=== GIVEN TASK ===
In the data that follows, find the line containing "Search target: blue t-shirt"; then quote that line and every line after it, exactly, through the last one.

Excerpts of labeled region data

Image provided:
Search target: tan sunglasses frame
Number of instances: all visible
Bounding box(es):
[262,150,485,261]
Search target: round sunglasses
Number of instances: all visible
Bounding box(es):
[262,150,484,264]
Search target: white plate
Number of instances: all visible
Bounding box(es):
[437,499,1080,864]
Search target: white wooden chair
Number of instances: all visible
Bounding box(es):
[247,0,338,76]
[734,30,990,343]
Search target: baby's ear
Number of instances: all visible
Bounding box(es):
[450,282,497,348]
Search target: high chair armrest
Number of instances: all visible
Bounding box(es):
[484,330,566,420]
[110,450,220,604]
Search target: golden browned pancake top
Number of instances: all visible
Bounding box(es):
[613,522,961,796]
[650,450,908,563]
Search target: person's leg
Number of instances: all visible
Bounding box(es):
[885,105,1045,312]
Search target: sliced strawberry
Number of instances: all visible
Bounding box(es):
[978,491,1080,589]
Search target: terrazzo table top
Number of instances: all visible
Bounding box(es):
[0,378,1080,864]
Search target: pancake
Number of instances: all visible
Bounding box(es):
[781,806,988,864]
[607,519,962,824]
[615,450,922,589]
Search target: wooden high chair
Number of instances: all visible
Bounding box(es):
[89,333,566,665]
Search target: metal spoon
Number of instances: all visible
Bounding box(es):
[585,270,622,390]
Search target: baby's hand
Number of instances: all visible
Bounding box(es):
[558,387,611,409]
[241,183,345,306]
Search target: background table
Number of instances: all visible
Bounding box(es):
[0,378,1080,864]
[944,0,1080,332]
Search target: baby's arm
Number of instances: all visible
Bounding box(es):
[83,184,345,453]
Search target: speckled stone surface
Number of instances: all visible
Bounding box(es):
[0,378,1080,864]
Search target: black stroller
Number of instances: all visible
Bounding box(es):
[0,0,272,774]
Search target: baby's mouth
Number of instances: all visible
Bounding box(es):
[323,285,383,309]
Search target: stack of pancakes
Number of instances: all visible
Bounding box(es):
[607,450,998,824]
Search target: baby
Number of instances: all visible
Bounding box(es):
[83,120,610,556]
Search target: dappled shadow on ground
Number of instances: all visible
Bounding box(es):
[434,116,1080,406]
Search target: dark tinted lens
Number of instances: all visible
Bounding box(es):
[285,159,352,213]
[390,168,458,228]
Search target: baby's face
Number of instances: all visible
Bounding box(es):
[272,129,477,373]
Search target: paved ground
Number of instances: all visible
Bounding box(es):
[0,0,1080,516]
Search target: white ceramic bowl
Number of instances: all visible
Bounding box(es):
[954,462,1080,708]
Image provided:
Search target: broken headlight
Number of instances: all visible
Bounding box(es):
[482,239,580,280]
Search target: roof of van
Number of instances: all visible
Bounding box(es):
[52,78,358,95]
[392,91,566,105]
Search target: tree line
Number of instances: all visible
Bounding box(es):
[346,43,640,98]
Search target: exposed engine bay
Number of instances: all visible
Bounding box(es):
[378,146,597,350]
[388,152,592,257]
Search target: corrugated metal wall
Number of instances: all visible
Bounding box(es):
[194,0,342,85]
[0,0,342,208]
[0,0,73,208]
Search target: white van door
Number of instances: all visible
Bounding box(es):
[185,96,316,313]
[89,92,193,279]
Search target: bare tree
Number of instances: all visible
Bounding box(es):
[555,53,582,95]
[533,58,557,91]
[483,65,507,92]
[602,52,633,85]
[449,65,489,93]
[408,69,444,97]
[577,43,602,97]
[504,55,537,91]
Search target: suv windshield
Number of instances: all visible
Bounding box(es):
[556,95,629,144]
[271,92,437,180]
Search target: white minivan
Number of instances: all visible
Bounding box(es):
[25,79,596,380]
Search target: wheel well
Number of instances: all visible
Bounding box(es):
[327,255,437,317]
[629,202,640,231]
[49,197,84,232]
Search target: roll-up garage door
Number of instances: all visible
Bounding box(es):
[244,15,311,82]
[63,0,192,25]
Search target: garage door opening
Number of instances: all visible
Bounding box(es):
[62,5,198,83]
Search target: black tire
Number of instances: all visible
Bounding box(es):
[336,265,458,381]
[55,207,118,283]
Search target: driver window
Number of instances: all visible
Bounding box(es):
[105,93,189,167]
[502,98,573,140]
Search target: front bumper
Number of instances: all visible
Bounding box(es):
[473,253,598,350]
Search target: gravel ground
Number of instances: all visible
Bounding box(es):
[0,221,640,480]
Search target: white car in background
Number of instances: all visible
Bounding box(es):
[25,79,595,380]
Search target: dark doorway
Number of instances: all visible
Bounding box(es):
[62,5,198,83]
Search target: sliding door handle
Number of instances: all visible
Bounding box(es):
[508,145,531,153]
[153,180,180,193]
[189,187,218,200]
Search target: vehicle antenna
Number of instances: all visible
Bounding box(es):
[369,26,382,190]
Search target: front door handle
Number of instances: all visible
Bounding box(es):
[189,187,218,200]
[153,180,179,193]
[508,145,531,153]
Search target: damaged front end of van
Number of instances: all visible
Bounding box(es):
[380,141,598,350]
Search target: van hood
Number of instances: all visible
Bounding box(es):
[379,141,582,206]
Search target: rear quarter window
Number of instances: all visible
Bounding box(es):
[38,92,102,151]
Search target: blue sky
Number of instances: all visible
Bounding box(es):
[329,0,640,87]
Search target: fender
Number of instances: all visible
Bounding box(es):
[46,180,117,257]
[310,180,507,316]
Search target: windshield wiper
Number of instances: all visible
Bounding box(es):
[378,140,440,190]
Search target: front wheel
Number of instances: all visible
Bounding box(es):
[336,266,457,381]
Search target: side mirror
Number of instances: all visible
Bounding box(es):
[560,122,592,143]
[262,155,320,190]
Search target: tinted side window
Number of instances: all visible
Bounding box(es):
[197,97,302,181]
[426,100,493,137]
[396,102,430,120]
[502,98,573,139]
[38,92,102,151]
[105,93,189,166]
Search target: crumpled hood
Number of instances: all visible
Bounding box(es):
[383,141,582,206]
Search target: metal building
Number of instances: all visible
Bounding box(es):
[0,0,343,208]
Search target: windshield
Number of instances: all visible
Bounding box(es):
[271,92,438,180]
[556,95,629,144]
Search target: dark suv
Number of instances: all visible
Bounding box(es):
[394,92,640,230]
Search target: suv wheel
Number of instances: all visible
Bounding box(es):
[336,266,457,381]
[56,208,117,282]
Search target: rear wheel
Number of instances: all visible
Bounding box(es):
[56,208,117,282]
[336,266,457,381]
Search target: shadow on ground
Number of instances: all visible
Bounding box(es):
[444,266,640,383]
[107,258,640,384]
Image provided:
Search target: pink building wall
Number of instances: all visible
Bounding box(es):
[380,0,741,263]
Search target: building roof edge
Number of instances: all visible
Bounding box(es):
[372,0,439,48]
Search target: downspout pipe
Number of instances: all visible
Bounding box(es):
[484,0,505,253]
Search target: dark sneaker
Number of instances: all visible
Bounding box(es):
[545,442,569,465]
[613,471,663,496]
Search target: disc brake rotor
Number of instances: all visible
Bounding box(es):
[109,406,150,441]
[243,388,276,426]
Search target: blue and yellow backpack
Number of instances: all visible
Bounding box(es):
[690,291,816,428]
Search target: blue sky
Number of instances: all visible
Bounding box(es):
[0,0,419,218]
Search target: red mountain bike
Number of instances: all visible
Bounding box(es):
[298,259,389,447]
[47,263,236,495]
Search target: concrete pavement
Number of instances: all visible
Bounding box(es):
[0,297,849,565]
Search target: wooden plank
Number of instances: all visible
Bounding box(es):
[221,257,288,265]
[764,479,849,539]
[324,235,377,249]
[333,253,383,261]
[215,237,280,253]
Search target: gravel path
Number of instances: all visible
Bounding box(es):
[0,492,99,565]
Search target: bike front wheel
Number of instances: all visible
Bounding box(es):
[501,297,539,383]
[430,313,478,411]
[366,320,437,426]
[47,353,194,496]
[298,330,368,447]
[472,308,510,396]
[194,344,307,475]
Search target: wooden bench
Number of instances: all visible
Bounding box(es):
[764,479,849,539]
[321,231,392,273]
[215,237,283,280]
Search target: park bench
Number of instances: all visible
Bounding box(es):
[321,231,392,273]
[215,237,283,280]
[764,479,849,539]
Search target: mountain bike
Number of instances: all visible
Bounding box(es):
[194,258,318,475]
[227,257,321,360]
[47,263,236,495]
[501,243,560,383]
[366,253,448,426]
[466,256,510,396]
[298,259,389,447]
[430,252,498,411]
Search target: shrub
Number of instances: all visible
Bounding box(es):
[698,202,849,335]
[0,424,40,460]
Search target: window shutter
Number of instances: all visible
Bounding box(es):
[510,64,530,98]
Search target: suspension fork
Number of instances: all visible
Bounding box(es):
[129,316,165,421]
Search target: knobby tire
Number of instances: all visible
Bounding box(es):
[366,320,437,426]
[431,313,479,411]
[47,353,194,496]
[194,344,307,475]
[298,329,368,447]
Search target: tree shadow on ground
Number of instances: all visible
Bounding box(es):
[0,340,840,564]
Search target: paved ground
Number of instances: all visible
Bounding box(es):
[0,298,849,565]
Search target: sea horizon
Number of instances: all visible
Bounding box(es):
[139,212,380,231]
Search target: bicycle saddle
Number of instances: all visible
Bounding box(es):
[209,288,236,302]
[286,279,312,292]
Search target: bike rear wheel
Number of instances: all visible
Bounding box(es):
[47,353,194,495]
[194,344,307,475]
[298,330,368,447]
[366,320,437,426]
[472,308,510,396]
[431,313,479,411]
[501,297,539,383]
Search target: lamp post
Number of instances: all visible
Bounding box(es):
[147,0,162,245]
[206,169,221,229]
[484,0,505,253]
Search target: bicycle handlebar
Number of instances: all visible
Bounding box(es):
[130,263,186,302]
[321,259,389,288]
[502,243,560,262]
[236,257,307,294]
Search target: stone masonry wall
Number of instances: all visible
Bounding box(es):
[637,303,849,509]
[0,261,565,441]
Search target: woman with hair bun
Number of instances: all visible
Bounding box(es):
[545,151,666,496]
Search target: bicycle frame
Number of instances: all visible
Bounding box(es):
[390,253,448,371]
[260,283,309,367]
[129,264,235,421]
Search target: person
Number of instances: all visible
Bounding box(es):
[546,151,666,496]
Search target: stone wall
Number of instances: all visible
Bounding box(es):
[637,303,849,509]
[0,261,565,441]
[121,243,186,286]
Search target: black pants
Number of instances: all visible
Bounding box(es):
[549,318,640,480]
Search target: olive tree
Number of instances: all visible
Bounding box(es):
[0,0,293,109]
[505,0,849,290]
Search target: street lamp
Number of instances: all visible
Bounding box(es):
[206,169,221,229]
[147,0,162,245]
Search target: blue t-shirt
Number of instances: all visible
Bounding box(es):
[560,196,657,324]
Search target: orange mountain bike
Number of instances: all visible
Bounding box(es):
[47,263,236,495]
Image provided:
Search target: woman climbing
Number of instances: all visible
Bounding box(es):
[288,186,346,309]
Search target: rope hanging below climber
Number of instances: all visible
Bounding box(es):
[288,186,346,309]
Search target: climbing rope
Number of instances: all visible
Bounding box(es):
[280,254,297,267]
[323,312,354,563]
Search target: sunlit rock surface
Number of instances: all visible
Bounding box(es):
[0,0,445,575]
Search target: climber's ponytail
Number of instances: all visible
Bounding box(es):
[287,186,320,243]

=== EXERCISE RESPONSE ===
Search target: blue t-shirt
Number of instances: all visible
Bounding box(es):
[560,196,657,324]
Search target: orange mountain bike
Number of instances: all visible
Bounding box(es):
[47,263,236,495]
Image provided:
Search target: woman climbing
Number of instances: all visible
Bounding box(es):
[288,186,346,309]
Search target: rope hanging below climber
Number of instances: all visible
Bounding box(es):
[288,186,346,309]
Search target: climbing rope
Number of instances: all visible
Bounding box(es):
[280,254,297,267]
[323,312,354,563]
Search target: sunlit rock surface
Number of instances: all visible
Bounding box(es):
[0,0,445,575]
Search target: climber's ponytail
Number of instances: all visible
Bounding box(es):
[287,186,320,243]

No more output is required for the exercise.